[SELECTED EXCERPT]
In a Budget which ‘meets the moment’, the Chancellor of the Exchequer Rishi Sunak has (3 March) set out a £65 billion three-point plan to provide support for jobs and businesses as we emerge from the pandemic and forge a path to recovery.
Chancellor’s three-point plan to support businesses and families, investments and to strengthen public finances.
Chancellor of the Exchequer Rishi Sunak said his immediate priority continues to be supporting those hardest hit, with extensions to furlough, self-employed support, business grants, loans and VAT cuts – bringing total fiscal support to over £407 billion. He also set out plans to drive jobs, growth and investment to help the economy rebound – and spoke honestly about the tough choices required to put the public finances on a more sustainable path.
Delivering the budget in Parliament Chancellor of the Exchequer Rishi Sunak said:
“This Budget meets the moment with a three-part plan to protect the jobs and livelihoods of the British people. First, we will continue doing whatever it takes to support the British people and businesses through this moment of crisis. Second, once we are on the way to recovery, we will need to begin fixing the public finances – and I want to be honest today about our plans to do that. And, third, in today’s Budget we begin the work of building our future economy.”
Here are the main points:
Protecting jobs and livelihoods
- the Coronavirus Job Retention Scheme will be extended to September and the Self-Employment Income Support Scheme (SEISS) will continue with a fourth and a fifth grant.
- In addition, the business rates holiday in England has been extended by an additional three months.
- To continue supporting the 150,000 businesses in the tourism and hospitality sectors and to protect 2.4 million jobs, the government has extended the temporary 5% reduced rate of VAT until 30 September 2021.

[RECORD SET]

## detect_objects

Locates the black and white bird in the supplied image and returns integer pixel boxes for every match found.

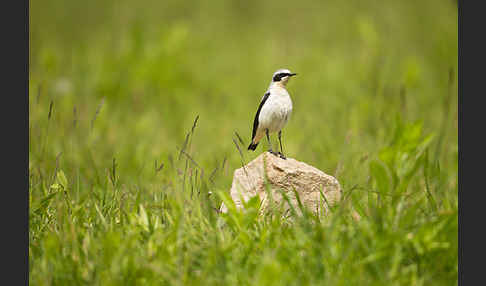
[248,69,296,159]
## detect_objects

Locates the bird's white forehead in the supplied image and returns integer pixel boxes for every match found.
[273,69,292,75]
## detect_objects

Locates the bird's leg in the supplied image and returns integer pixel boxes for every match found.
[265,129,277,156]
[278,130,287,160]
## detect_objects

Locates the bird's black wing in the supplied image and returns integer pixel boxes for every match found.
[251,92,270,141]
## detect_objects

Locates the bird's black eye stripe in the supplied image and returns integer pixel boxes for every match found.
[273,72,291,81]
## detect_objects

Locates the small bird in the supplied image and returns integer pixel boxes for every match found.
[248,69,297,159]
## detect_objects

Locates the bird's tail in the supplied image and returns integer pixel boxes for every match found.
[248,142,258,151]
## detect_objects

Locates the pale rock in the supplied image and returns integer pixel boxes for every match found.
[220,152,341,217]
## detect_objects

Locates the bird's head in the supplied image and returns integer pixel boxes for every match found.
[272,69,297,85]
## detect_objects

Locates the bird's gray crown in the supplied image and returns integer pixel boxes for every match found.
[272,69,296,82]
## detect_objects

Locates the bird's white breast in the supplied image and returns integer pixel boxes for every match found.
[258,87,292,133]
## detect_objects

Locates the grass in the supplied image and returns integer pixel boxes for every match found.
[29,0,458,285]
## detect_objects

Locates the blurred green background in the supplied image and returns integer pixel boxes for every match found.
[29,0,458,285]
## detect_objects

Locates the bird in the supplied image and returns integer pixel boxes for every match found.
[248,69,297,160]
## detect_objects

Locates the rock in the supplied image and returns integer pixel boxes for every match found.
[220,152,341,217]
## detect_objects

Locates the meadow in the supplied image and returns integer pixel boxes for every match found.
[29,0,458,285]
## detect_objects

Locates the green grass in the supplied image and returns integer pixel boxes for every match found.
[29,0,458,285]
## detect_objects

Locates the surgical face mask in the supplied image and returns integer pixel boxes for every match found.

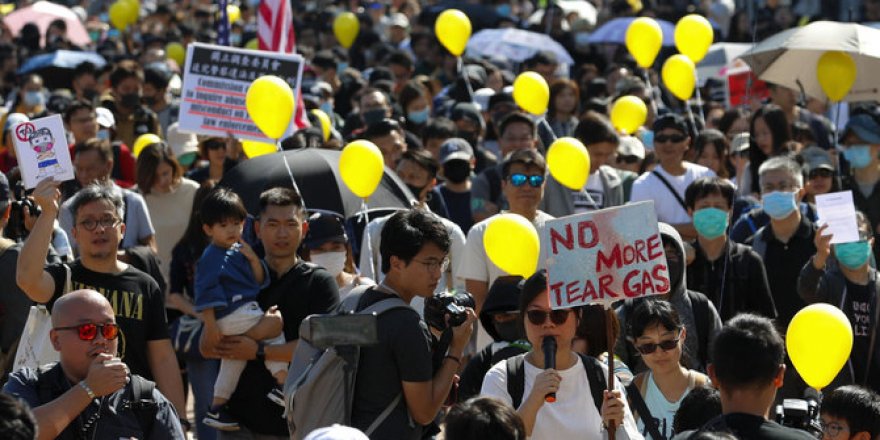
[694,208,728,240]
[361,108,387,126]
[834,240,871,270]
[843,145,871,168]
[311,251,345,277]
[762,191,797,220]
[406,107,430,125]
[24,90,46,107]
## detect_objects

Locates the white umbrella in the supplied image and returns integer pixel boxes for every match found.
[741,21,880,101]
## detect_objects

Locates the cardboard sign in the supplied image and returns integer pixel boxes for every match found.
[541,201,670,309]
[180,43,305,143]
[12,115,74,189]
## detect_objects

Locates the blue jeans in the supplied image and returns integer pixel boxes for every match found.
[186,356,220,440]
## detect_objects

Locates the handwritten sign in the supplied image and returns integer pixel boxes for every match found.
[12,115,74,189]
[180,43,305,143]
[541,201,670,309]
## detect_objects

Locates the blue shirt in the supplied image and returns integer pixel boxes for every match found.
[195,243,269,319]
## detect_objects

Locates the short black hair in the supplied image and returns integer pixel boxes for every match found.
[400,150,440,178]
[819,385,880,439]
[260,186,306,220]
[199,186,247,226]
[501,148,547,179]
[379,209,451,274]
[684,176,736,209]
[443,396,526,440]
[710,313,785,389]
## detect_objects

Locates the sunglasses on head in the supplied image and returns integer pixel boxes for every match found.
[526,309,571,325]
[507,173,544,188]
[636,338,679,354]
[55,322,119,341]
[654,134,687,144]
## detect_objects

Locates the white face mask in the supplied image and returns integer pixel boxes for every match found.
[311,252,345,277]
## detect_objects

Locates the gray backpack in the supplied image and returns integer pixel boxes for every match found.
[284,286,415,439]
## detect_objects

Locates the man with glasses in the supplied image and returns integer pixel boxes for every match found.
[351,209,476,440]
[630,114,715,240]
[3,290,186,440]
[16,179,185,422]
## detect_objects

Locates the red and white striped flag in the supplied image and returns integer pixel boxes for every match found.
[257,0,310,129]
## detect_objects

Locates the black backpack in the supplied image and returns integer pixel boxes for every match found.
[507,353,608,414]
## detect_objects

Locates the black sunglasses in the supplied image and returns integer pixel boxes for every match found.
[654,134,687,144]
[636,338,679,354]
[55,322,119,341]
[526,309,571,325]
[507,173,544,188]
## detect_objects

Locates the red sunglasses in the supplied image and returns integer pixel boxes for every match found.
[55,322,119,341]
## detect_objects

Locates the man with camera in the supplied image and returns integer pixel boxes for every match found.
[351,209,476,439]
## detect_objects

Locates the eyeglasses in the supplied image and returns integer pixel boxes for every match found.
[55,322,119,341]
[417,257,449,272]
[636,338,680,354]
[526,309,571,325]
[654,134,687,144]
[819,422,848,437]
[79,217,119,231]
[507,173,544,188]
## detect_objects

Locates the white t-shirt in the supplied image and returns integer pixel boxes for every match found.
[630,162,715,225]
[480,356,642,440]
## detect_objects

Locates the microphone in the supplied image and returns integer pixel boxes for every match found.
[541,336,556,403]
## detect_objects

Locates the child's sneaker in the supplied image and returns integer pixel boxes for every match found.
[266,385,284,407]
[202,405,240,431]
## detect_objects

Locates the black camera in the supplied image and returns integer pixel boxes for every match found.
[776,399,822,438]
[425,291,476,331]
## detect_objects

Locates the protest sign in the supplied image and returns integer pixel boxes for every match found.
[180,43,305,144]
[541,201,670,309]
[12,115,73,189]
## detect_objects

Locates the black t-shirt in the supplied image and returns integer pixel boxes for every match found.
[228,261,339,437]
[351,289,433,440]
[46,260,169,380]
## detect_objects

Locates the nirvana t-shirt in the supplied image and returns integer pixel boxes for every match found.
[46,260,169,380]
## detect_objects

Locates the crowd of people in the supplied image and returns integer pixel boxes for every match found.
[0,0,880,440]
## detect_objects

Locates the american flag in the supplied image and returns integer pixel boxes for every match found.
[257,0,310,128]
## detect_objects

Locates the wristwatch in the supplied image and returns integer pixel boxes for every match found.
[256,342,266,361]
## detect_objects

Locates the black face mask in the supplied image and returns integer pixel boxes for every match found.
[443,160,471,183]
[119,93,141,109]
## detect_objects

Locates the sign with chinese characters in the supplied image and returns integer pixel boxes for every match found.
[180,43,305,143]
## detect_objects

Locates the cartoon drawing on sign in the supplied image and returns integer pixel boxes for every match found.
[28,127,63,180]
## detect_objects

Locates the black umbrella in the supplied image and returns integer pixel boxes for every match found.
[220,148,414,218]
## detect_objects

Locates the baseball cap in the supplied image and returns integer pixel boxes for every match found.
[617,136,645,160]
[730,133,750,153]
[843,113,880,144]
[303,212,348,249]
[440,138,474,164]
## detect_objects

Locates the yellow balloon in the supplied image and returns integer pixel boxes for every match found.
[311,108,333,142]
[131,133,162,157]
[107,0,134,30]
[625,17,663,69]
[165,41,186,69]
[675,14,715,63]
[339,140,385,199]
[483,213,541,278]
[513,72,550,115]
[241,140,278,159]
[333,12,361,49]
[816,51,858,102]
[245,75,296,139]
[660,54,697,101]
[547,137,590,191]
[611,95,648,134]
[226,5,241,24]
[785,303,853,390]
[434,9,471,57]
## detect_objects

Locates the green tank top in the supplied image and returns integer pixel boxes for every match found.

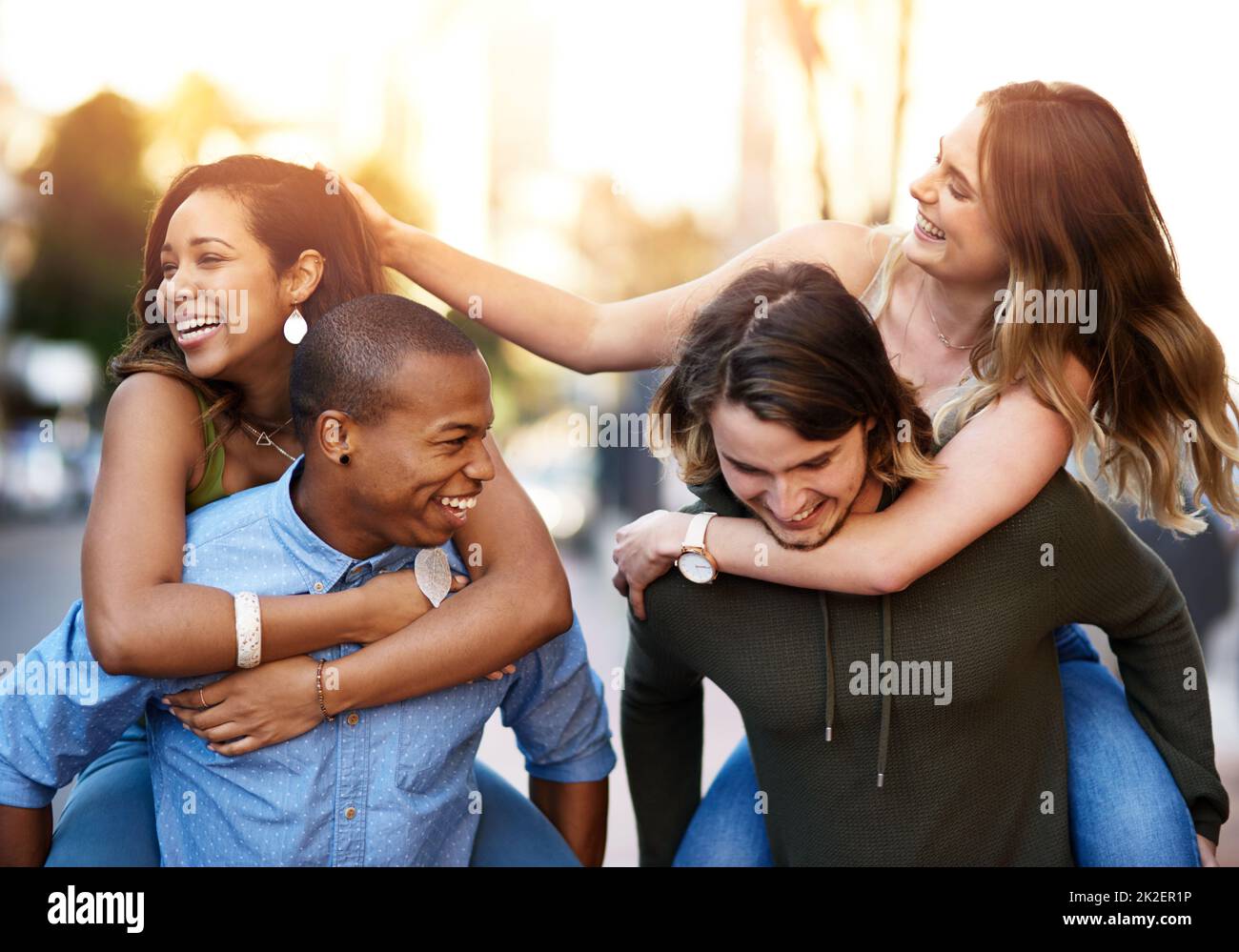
[185,389,228,515]
[137,388,228,728]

[TASK ITEM A]
Check each statement against the Budget text and answer yes or no, quoting the words that decide it.
(i) The Coronavirus Job Retention Scheme will be extended to September.
(ii) The business rates holiday in England has been extended by six months.
(iii) The temporary 5% reduced rate of VAT has been extended until 30 September 2021.
[TASK ITEM B] Translate this sentence from the Budget text into Spanish: "In addition, the business rates holiday in England has been extended by an additional three months."
[TASK ITEM C] Continue the Budget text from where it stops.
None of the records are needed for what is asked here.

[TASK RESPONSE A]
(i) Yes: "the Coronavirus Job Retention Scheme will be extended to September"
(ii) No: "the business rates holiday in England has been extended by an additional three months"
(iii) Yes: "the government has extended the temporary 5% reduced rate of VAT until 30 September 2021"

[TASK RESPONSE B] Además, la exención temporal del impuesto sobre locales comerciales en Inglaterra se ha prorrogado tres meses adicionales.

[TASK RESPONSE C]
- Grant funding will be available to businesses in England through a new £5 billion Restart Grant scheme to help the high street
- A new Recovery Loan Scheme will also be launched to replace the existing government guaranteed schemes
- To maintain momentum for the Covid-19 vaccination programme, the Budget will inject an extra £1.65 billion
- the Chancellor is increasing support with £126 million of new money to enable 40,000 more traineeships, and doubling the cash incentive to firms who take on an apprentice to a £3,000 payment per hire. The National Living Wage will be increased to £8.91 from April
- A new mortgage guarantee scheme will enable homebuyers to secure a mortgage up to £600,000 with a 5% deposit
- £700 million will support the UK’s arts, culture and sporting institutions
- Fuel duty will be frozen for the 11th consecutive year
Strengthening the public finances
Income tax personal allowance and the higher rate threshold will rise next year as planned and will then be maintained at that level until April 2026. Nobody’s take home pay will be less than it is now, and the UK’s allowances remain the most generous of any G20 country.
To balance the need to raise revenue with the objective of having an internationally competitive tax system, the rate of Corporation Tax will increase to 25%, which will remain the lowest rate in the G7. In order to support the recovery, the increase will not take effect until 2023. Businesses with profits of £50,000 or less, around 70% of actively trading companies, will continue to be taxed at 19%.
An investment-led recovery
- New English Freeports will be based in East Midlands Airport, Felixstowe & Harwich, Humber, Liverpool City Region, Plymouth, Solent, Thames and Teesside and will be special economic zones with different rules to make it easier and cheaper to do business.
- The Budget also coincides with the publication of the the government’s new Build Back Better: our plan for growth strategy, setting out how infrastructure, skills and innovation will drive the UK economy.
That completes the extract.